The U.S. Army must move faster to deter near-term threats. Although the Army has a strategy to modernize the force by 2030, that is just seven years away and potentially four years too late if the Chinese Communist Party attempts to retake Taiwan by force by 2027, as our military commanders suggest.

To effectively deter Chinese President Xi Jinping, the U.S. Army must develop a clear and coherent strategy to fill the gap between now and 2030.

While the Army has prioritized readiness since 2019, we have yet to see meaningful results. In addition to the depletion of the Army’s munitions stockpiles as a result of the war in Ukraine, we are also still seeking to understand the Army’s broader changing munitions requirements.

New long-range weapons will not reach the hands of soldiers in time to make a difference in a potential crisis this decade in the Indo-Pacific region. Heavy armor, such as tanks, must be augmented and protected with loitering munitions we do not have. The service has underinvested in electronic warfare capabilities and made rosy assumptions about its ability to maintain communications in the event of a crisis.

Here’s the good news: The Army and Congress can fix most of this within a few years if we take action now. In my role as chairman of the Tactical Air and Land Forces Subcommittee, I have prioritized laying the groundwork the Army needs through the House version of the National Defense Authorization Act for fiscal 2024.

First, the Army needs more munitions; we must close this gap. Until the U.S. military’s war-planning guidance for large-scale conflicts in Europe and the Indo-Pacific is updated to reflect a post-Ukraine invasion reality, Congress will struggle to send the right demand signal to the U.S. munitions-industrial base about how far they must accelerate production.

We cannot afford to repeat history by rapidly supercharging munitions procurement, only to undermine the industrial base when demand subsequently drops. To solve this problem, Congress requires updates to critical war plans from the U.S. military before the next budget cycle. The House defense authorization bill will require this update.

The Army also needs stronger munitions. We need an improved energetics enterprise — for propellants, pyrotechnics and explosives — to make our munitions more lethal and effective. The Army should work with the Defense Department’s Joint Energetics Transition Office that the current House defense authorization bill creates.

Additionally, the Army needs weapons with range. The Army is just beginning to procure enough of the Navy’s Tomahawk cruise missiles in FY24 to field new, tailor-built units like the Mid-Range Capability with plans to ramp up investments by 2028. Every effort must be made to increase the quantity of these weapons for the Army as fast as possible so that the service can deal with the massive distances that characterize the Indo-Pacific.

Second, we must reevaluate the near future of tanks and heavy armor. We know the Army will need more tanks, but we must address how they should be protected and how to best improve their survivability. The Army must invest heavily in loitering munitions — otherwise known as exploding drones, which nosedive into targets and explode on impact — with extended ranges. This will expand protective rings around tanks on the battlefield and allow new generations of ground vehicles to act as control nodes for swarms of loitering munitions, instead of easy targets.

Third, the Army must improve its awareness and competencies within the electromagnetic spectrum. The Army is conducting an electronic warfare portfolio review; Congress must examine the results of that analysis before the next budget cycle kicks off.

We cannot afford for the Army’s communications to be jammed, for soldiers’ electronic signatures to be tracked or for the Army’s ground-based networks to create single points of failure during conflict. We need to reinvigorate these forces as a primary military competency rather than a subordinate command to cyber forces.

With China rising and the “Davidson Window” looming, the Army must develop and execute a clear plan for the 2020s. This plan must include a path to closing the munitions gap, improving the survivability of tanks and strengthening the service’s competencies within the electromagnetic spectrum. These building blocks are affordable, effective and achievable. We no longer have the luxury of time.

Rep. Rob Wittman, R-Va., is the chairman of the House Armed Services Committee’s tactical air and land forces panel.

(Collection entries)
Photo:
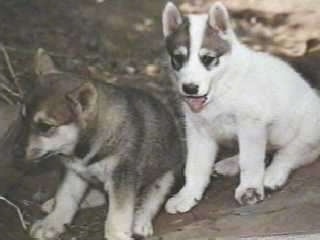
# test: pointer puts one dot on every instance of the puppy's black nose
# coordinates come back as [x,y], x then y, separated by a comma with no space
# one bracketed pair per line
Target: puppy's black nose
[190,88]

Problems to work on:
[A] According to the op-ed on Army modernization, which Defense Department office created by the House defense authorization bill should the Army work with?
[B] Summarize the op-ed on Army modernization in two sentences.
[C] Decide whether each statement agrees with the op-ed on Army modernization, and support each answer with the deciding words quoted from it: (i) The Army has prioritized readiness since 2019. (ii) The Army will need fewer tanks. (iii) Electronic warfare forces should stay a subordinate command to cyber forces.

Solved tasks:
[A] The Joint Energetics Transition Office.

[B] The Army's modernization strategy aims for 2030, which may be too late if the Chinese Communist Party tries to retake Taiwan by force by 2027, so the Army needs a clear strategy to fill the gap until then. That plan must close the munitions gap, improve the survivability of tanks with long-range loitering munitions, and strengthen the service's competencies within the electromagnetic spectrum.

[C]
(i) Yes: "While the Army has prioritized readiness since 2019"
(ii) No: "We know the Army will need more tanks"
(iii) No: "We need to reinvigorate these forces as a primary military competency rather than a subordinate command to cyber forces."